# Does anyone like Animal Collective, or know of them?



## Beer Mortal (Mar 25, 2009)

Just curious to see how many people enjoy,have heard, or listen to Animal collective the band.
Ive listened to them awhile and just recently saw a few of their videos, which are very well done and abstract. they fit the music perfectly.
I have a weird taste in music i guess, since no one I know around here likes them.
Anyways their on tour now, so Im excited.


----------



## ReturnTrip (Mar 26, 2009)

yes, they're pretty good. i think sometimes you have to be in the mood for them but for the most part if you want to chill out they're sweet


----------



## veggieguy12 (Mar 26, 2009)

i like those kids.
good for laying down at night, going to sleep after smoking weed.


----------



## Beer Mortal (Mar 27, 2009)

Agreed! I have a vast taste in music and when I am in the right mood which is usually calm or when im bored Ill listen to them and watch their videos.
I agree, one of the better bands to listen to when your laying down to crash.

Their touring right now but apparently their sold out in my town

so I have to go to orlando to see them


----------



## urse (Mar 27, 2009)

▶ [Brief 1]:
From the Animal Collective thread, output the passage that begins at the words "Just curious to" and stops after the words "ReturnTrip (Mar 26, 2009)".
▶ [Brief 2]:
According to ReturnTrip in the Animal Collective thread, in what situation is the band "sweet"?
▶ [Brief 3]:
Do these statements agree with the Animal Collective thread? Answer yes or no for each, and quote the deciding words. (a) Beer Mortal says that no one Beer Mortal knows locally likes the band. (b) veggieguy12 says the band is good for working out in the morning. (c) Beer Mortal calls the band's videos poorly made.

▶ [Dataset entries]:

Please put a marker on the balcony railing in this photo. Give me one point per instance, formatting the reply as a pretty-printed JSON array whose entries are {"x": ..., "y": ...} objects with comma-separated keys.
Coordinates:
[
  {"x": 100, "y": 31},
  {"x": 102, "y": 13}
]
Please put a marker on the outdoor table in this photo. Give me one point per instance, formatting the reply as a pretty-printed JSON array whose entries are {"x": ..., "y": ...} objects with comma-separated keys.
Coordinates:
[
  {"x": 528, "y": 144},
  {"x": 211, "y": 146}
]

▶ [Full answer 1]:
Just curious to see how many people enjoy,have heard, or listen to Animal collective the band.
Ive listened to them awhile and just recently saw a few of their videos, which are very well done and abstract. they fit the music perfectly.
I have a weird taste in music i guess, since no one I know around here likes them.
Anyways their on tour now, so Im excited.


----------



## ReturnTrip (Mar 26, 2009)

▶ [Full answer 2]:
When you want to chill out.

▶ [Full answer 3]:
(a) Yes: "no one I know around here likes them."
(b) No: "good for laying down at night"
(c) No: "which are very well done and abstract."